Text passage →

The price and supply fluctuations are a problem for people like Wall, but 99 percent of the ‘vanilla’ we eat globally is not the stuff Wall uses.
Instead, many food manufacturers use natural and artificial vanilla flavors in their products.
Customers, however, have started to demand real vanilla or natural flavors. Companies like Hershey’s and Nestle have vowed to follow consumer preferences. The shift is helping drive innovations in flavor production, even as the line between natural and artificial blurs.
What is a vanilla flavor?
“Vanilla has about 600 individual chemicals that make this individual flavor that we use,” said Daphna Havkin-Frenkel, of Bakto Flavors. Variations in vanilla flavor emerge because “we grow it in different locations, different sun, different food, different rainfall, and different curing process,” Havkin-Frenkel said.
The main flavor compound that we distinctly recognize as vanilla comes from a chemical called vanillin. It’s possible to isolate vanillin in a lab to make vanilla flavor.
Vanilla flavor “doesn’t have any vanilla in it but it has vanillin in it, which is the same compound that happens in nature, but is manmade,” Havkin-Frenkel said.
That’s mostly what we eat when we get Nilla wafers or vanilla coffee creamers or any number of vanilla-flavored products.
Nadia Berenstein, a flavor historian, said vanilla flavor was first made in Germany, in the 1870s.
“Two chemical researchers figured out how to synthesize it from a compound called coniferin, which is basically found in the sap of different kinds of evergreens.”
It’s possible to get vanillin from vanilla beans, but you can also use other things. Over the years, scientists have produced vanillin from coal tar, wood bark, paper pulp, clove oil and fossil fuels.
Whatever the source, vanillin is vanillin. “A chemist will tell you that they’re identical,” Berenstein said.
Natural vs. Artificial Flavor
On a box of cookies or a carton of ice cream, though, flavor labeling gets complicated. If the vanilla flavor comes from spices, botanicals, fruits, or vegetables, it’s labeled as natural vanilla flavor.
Most of our vanilla flavor today comes from petrochemicals, which has to be labeled as an artificial flavor.
Both are manufactured in a laboratory, but from different ingredients.
“Right now it’s really a question of classification,” Berenstein said.
When companies like Hershey’s and Nestle promise to use natural flavors, they are not promising to use real vanilla.
But it turns out there’s a problem there, too. Not only is there not enough vanilla bean to meet global demand, there’s not enough of the so-called natural vanilla flavor to go around.

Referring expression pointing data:
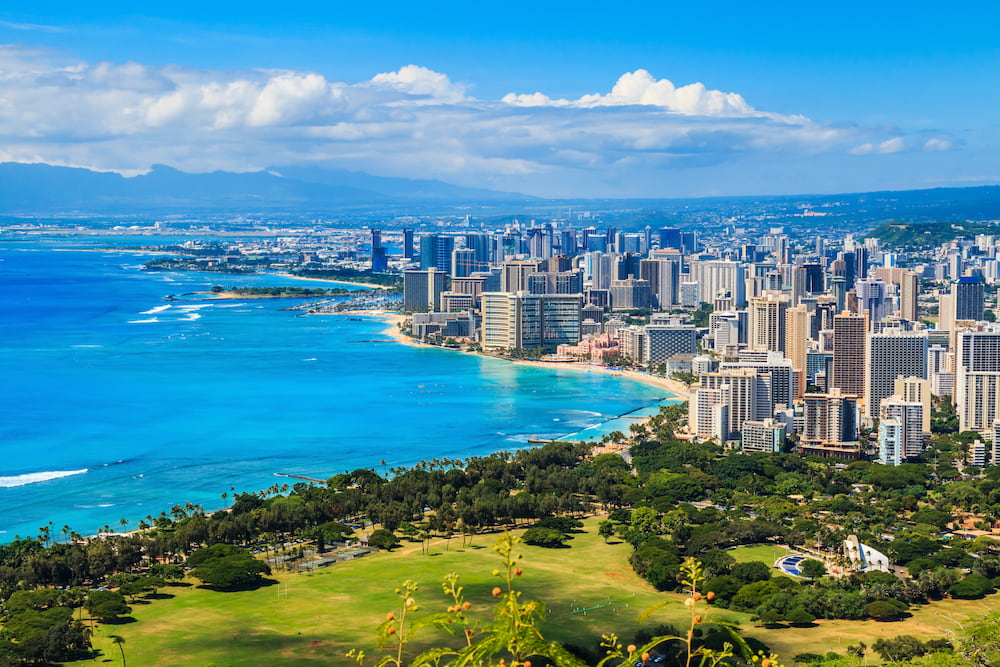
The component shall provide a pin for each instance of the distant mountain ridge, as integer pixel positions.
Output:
(34, 188)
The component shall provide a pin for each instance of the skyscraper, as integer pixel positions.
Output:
(380, 261)
(749, 395)
(830, 422)
(407, 244)
(422, 289)
(796, 340)
(716, 276)
(969, 298)
(909, 291)
(435, 251)
(888, 355)
(767, 323)
(524, 321)
(872, 299)
(977, 381)
(849, 331)
(900, 436)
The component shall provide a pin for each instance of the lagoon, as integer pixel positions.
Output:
(119, 405)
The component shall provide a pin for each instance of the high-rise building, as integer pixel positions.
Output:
(909, 292)
(555, 282)
(422, 289)
(708, 413)
(849, 331)
(796, 342)
(889, 355)
(716, 276)
(916, 390)
(480, 243)
(900, 434)
(514, 273)
(763, 436)
(670, 237)
(407, 244)
(749, 395)
(568, 245)
(663, 341)
(767, 322)
(525, 321)
(814, 278)
(380, 261)
(830, 423)
(626, 266)
(977, 381)
(630, 294)
(664, 280)
(435, 251)
(464, 262)
(970, 296)
(872, 299)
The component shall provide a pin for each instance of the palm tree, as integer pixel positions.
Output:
(118, 639)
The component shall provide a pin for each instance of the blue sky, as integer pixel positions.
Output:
(792, 97)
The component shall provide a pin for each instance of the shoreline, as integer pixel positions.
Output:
(678, 390)
(127, 251)
(291, 276)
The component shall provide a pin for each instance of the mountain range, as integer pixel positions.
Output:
(35, 188)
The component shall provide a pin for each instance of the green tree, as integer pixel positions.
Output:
(885, 610)
(903, 647)
(972, 586)
(606, 529)
(227, 568)
(107, 606)
(119, 641)
(544, 537)
(812, 569)
(383, 539)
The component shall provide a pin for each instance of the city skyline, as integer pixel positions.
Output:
(570, 103)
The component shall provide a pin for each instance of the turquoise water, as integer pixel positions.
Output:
(117, 404)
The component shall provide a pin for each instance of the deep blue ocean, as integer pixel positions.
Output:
(117, 404)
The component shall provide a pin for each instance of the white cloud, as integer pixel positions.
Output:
(894, 145)
(937, 144)
(412, 122)
(640, 88)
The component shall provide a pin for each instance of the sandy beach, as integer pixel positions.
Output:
(679, 389)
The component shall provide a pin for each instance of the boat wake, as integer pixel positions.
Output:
(34, 477)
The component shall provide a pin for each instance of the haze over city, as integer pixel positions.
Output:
(565, 100)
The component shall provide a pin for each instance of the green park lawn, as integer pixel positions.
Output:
(316, 618)
(308, 619)
(766, 553)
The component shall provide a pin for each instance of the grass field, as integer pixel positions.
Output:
(766, 553)
(308, 619)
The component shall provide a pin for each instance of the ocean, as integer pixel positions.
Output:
(118, 405)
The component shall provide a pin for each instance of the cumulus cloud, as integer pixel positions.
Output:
(411, 122)
(937, 144)
(640, 88)
(894, 145)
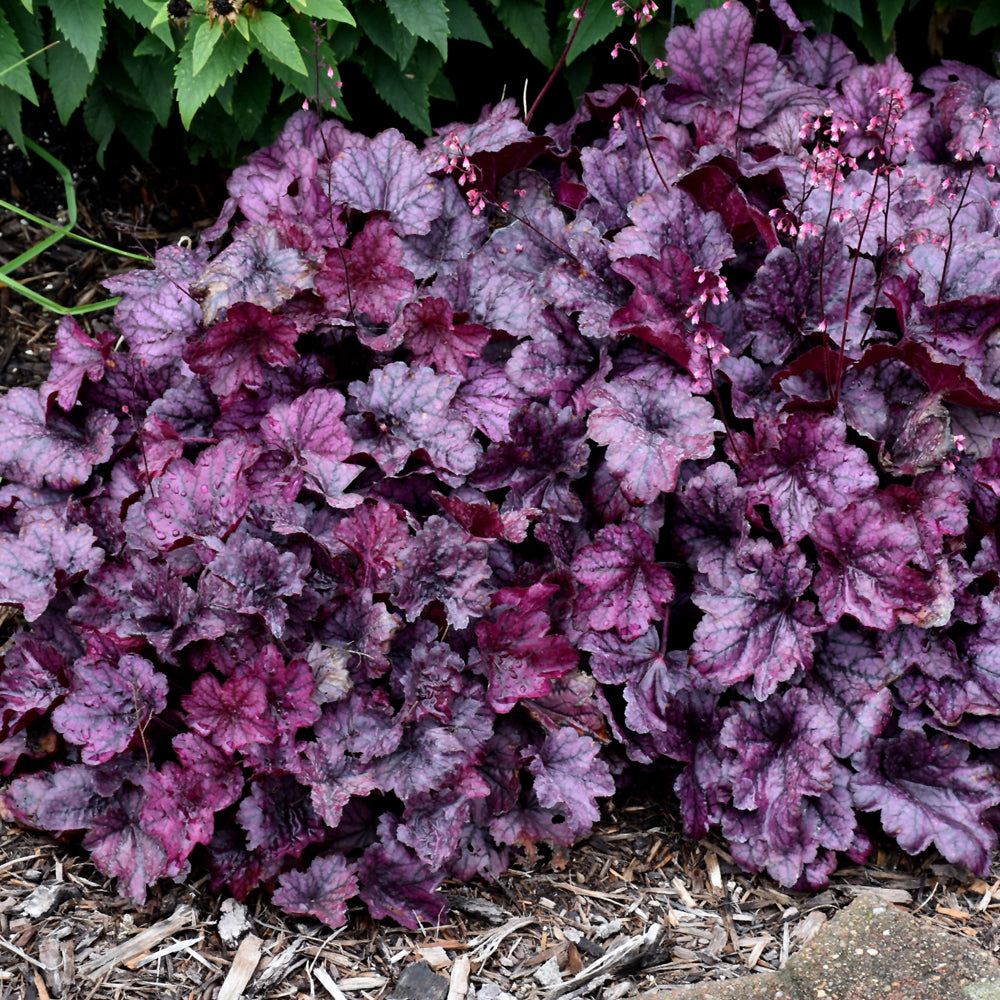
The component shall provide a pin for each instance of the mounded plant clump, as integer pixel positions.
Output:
(440, 489)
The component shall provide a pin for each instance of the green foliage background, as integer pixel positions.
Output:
(128, 69)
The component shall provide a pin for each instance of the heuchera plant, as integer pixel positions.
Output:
(438, 487)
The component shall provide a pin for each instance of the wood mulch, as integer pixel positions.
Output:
(636, 907)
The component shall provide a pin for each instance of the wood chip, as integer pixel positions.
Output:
(458, 985)
(245, 963)
(614, 959)
(140, 943)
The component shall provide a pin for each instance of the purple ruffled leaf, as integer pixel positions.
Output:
(42, 558)
(850, 680)
(157, 312)
(231, 352)
(714, 63)
(75, 357)
(650, 425)
(388, 174)
(367, 277)
(545, 451)
(321, 891)
(254, 268)
(929, 791)
(120, 845)
(520, 658)
(109, 705)
(570, 776)
(396, 883)
(404, 410)
(53, 452)
(804, 466)
(443, 562)
(233, 714)
(435, 338)
(755, 626)
(866, 557)
(622, 585)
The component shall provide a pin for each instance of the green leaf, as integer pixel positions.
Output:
(329, 10)
(160, 28)
(464, 23)
(69, 79)
(206, 37)
(383, 30)
(888, 12)
(987, 15)
(251, 99)
(153, 80)
(82, 25)
(99, 119)
(403, 92)
(525, 20)
(427, 19)
(138, 10)
(852, 8)
(229, 56)
(819, 12)
(273, 36)
(18, 77)
(10, 115)
(599, 21)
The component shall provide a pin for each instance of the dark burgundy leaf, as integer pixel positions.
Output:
(927, 790)
(109, 705)
(231, 353)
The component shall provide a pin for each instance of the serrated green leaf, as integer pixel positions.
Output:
(206, 37)
(10, 115)
(987, 15)
(99, 119)
(888, 12)
(17, 76)
(344, 40)
(228, 57)
(383, 30)
(525, 20)
(427, 19)
(69, 79)
(251, 99)
(598, 22)
(153, 78)
(159, 28)
(81, 23)
(27, 26)
(404, 93)
(464, 24)
(138, 10)
(272, 35)
(330, 10)
(852, 8)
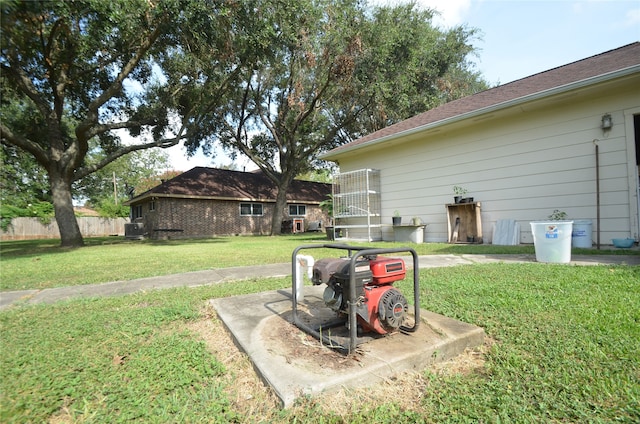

Questions to answer →
1. Do these statements agree with the vanilla article? Answer yes or no for each, quoting the words from the article that decide it: (a) Vanilla flavor was first made in Germany in the 1870s. (b) Most vanilla flavor today comes from clove oil. (c) Companies that promise natural flavors are promising to use real vanilla.
2. Can you retype the vanilla article word for word, starting at "What is a vanilla" and ending at "make vanilla flavor."?
3. Can you shorten the paragraph of the vanilla article that begins "It's possible to get vanillin from vanilla beans" and keep its main facts?
This material was taken from a different source than the vanilla article.

Outputs by task →
1.
(a) Yes: "vanilla flavor was first made in Germany, in the 1870s."
(b) No: "Most of our vanilla flavor today comes from petrochemicals"
(c) No: "they are not promising to use real vanilla."

2.
What is a vanilla flavor?
“Vanilla has about 600 individual chemicals that make this individual flavor that we use,” said Daphna Havkin-Frenkel, of Bakto Flavors. Variations in vanilla flavor emerge because “we grow it in different locations, different sun, different food, different rainfall, and different curing process,” Havkin-Frenkel said.
The main flavor compound that we distinctly recognize as vanilla comes from a chemical called vanillin. It’s possible to isolate vanillin in a lab to make vanilla flavor.

3. Vanillin can come from vanilla beans or other sources. Over the years, scientists have made it from coal tar, wood bark, paper pulp, clove oil and fossil fuels.